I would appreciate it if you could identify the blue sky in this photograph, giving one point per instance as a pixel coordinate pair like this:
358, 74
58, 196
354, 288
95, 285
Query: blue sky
● ● ● ●
> Task
Lay out every line of the items above as a Markdown table with two columns, Row and Line. Number the rows in order and leave out any blank lines.

> Final result
| Row | Line |
|---|---|
| 1 | I would appreciate it if you could identify the blue sky in this photograph, giving one point per instance as a pixel coordinate pair like this: |
| 2 | 358, 74 |
| 3 | 58, 196 |
| 4 | 354, 288 |
| 5 | 95, 285 |
| 6 | Query: blue sky |